Written task
Please substitute "frame" for "scene" in the items from the very first line through the line containing "xmin=58 ymin=82 xmax=156 ymax=121", and give that stretch back with nothing else changed.

Given data
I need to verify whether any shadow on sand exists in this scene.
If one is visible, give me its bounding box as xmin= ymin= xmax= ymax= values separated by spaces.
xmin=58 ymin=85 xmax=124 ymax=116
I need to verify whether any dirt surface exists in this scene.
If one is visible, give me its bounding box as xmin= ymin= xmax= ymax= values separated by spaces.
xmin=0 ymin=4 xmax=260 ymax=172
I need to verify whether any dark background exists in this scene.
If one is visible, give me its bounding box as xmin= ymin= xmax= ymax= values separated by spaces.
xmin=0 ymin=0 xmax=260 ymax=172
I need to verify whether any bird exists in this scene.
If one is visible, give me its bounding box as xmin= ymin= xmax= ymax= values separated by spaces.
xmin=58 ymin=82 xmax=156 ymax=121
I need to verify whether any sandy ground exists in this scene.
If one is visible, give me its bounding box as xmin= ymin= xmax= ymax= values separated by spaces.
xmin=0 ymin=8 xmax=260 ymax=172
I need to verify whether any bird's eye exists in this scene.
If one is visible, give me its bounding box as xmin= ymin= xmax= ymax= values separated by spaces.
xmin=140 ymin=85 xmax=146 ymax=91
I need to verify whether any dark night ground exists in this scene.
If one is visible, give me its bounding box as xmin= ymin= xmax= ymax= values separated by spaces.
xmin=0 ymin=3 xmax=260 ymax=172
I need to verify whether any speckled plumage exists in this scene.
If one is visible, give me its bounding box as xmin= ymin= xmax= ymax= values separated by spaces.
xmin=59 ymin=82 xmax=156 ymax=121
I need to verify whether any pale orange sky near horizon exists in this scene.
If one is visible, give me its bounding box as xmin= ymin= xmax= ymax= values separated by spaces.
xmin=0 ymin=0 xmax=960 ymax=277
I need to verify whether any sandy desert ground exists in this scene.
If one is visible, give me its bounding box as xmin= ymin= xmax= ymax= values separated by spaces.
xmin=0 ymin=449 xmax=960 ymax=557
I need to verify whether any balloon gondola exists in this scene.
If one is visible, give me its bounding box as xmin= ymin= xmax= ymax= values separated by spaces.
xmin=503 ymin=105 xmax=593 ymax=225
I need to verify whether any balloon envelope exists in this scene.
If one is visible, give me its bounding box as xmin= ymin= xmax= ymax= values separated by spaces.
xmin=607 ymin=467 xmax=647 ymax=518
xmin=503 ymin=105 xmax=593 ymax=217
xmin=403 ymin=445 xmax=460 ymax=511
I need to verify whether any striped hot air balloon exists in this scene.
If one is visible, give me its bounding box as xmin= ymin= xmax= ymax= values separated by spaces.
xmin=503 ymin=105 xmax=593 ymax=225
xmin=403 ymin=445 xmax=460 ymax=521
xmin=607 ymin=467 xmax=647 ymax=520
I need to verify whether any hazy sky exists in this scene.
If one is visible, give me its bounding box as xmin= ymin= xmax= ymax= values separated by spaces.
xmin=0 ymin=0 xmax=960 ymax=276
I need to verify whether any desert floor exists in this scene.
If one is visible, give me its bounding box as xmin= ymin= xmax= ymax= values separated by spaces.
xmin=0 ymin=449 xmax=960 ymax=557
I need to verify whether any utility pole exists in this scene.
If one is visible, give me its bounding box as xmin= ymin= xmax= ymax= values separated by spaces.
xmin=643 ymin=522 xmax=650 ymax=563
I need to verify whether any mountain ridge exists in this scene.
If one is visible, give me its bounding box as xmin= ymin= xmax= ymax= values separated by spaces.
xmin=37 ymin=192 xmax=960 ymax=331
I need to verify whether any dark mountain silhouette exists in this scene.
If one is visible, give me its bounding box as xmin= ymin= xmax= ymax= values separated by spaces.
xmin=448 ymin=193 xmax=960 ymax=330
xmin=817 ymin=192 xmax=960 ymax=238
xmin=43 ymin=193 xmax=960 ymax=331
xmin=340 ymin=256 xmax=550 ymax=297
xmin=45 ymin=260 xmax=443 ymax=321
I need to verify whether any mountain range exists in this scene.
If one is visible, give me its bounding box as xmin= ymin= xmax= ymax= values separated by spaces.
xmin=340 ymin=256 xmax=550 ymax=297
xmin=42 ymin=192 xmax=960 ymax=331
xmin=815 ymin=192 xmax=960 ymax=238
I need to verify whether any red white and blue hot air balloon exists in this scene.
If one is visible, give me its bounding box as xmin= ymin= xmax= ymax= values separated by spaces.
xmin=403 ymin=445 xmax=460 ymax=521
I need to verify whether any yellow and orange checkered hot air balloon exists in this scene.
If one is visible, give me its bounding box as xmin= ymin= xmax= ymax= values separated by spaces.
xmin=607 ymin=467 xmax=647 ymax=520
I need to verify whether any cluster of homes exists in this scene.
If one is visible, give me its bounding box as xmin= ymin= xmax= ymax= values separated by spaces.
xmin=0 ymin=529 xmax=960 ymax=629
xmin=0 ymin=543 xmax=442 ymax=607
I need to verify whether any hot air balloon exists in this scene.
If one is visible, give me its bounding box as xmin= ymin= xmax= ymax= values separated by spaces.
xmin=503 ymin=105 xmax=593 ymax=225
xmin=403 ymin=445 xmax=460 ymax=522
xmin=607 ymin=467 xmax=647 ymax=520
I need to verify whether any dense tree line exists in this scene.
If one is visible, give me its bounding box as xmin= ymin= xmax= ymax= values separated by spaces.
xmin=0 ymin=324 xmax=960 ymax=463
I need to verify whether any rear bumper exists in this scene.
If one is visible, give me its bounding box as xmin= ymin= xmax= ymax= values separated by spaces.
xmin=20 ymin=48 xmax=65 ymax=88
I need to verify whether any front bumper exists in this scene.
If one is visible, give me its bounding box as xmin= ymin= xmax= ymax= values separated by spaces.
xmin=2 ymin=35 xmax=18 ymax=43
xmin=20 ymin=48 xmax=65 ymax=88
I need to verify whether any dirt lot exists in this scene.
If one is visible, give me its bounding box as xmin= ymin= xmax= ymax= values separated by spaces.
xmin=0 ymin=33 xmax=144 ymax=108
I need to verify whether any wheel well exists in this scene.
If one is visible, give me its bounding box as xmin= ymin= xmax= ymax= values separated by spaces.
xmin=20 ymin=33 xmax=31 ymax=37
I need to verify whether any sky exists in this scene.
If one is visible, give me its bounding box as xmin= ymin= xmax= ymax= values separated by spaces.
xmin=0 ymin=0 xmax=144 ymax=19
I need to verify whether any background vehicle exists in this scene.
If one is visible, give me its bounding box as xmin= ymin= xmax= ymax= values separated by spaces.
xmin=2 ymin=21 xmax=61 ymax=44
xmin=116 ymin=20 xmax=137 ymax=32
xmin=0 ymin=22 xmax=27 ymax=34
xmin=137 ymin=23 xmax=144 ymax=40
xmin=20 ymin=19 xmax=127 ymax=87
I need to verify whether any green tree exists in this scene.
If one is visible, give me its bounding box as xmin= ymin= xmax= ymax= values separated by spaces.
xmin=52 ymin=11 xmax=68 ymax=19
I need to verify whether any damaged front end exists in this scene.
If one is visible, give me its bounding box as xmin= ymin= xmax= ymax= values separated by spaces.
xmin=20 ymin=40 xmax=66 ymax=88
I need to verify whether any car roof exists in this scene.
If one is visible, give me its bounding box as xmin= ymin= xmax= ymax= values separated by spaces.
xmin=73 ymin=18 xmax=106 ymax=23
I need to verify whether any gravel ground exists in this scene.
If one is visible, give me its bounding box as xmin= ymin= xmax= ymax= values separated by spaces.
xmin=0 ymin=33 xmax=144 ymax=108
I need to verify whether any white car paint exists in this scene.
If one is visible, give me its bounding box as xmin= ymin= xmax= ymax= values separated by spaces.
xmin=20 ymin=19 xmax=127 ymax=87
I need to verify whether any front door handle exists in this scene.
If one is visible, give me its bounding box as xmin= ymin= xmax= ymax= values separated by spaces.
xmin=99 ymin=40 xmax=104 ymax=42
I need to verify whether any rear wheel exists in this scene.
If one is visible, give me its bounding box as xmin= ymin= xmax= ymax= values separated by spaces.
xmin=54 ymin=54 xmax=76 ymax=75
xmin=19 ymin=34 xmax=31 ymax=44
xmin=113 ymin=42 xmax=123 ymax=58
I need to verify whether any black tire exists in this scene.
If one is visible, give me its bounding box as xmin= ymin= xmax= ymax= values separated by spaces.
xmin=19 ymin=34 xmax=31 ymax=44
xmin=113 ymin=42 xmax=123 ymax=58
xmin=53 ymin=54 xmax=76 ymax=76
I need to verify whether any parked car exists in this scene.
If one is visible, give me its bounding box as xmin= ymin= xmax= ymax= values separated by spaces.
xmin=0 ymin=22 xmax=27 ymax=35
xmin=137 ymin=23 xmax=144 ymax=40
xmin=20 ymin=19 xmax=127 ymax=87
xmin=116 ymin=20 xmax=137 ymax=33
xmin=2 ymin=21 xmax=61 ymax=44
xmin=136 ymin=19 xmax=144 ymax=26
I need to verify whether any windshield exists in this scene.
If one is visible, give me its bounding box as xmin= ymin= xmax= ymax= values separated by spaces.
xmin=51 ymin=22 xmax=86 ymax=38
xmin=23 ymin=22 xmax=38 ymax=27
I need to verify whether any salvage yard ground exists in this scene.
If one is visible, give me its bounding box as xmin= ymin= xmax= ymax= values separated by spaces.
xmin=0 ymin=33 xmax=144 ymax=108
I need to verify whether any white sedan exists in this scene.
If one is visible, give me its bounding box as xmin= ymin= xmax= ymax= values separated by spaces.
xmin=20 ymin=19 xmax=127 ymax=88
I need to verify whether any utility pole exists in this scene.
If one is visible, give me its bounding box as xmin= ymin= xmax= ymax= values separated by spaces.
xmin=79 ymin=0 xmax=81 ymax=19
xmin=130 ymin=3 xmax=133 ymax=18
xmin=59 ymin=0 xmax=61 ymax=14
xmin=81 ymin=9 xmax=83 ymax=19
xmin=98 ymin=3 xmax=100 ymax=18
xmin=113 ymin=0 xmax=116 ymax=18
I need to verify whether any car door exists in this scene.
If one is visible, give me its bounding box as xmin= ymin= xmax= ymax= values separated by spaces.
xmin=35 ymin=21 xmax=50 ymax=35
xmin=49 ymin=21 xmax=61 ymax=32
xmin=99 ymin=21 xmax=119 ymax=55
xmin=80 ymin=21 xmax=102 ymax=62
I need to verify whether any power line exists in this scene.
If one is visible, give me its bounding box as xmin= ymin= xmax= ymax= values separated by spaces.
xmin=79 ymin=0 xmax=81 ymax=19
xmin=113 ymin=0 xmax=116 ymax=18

Response to the task
I need to verify whether any shadow on sand exists in this frame.
If one is visible, give me its bounding box as xmin= ymin= xmax= ymax= values separated by spaces.
xmin=58 ymin=85 xmax=124 ymax=116
I need to verify whether any dirt surface exists in this frame.
If one is visible, give me its bounding box as xmin= ymin= xmax= ymax= values separated by spaces.
xmin=0 ymin=4 xmax=260 ymax=172
I need to verify whether any dark background exists in this frame.
If one is visible, give me its bounding box as xmin= ymin= xmax= ymax= values separated by spaces.
xmin=0 ymin=0 xmax=260 ymax=172
I need to verify whether any bird exists in this frame.
If one is visible, give me its bounding box as xmin= ymin= xmax= ymax= values separated by spaces.
xmin=58 ymin=82 xmax=156 ymax=121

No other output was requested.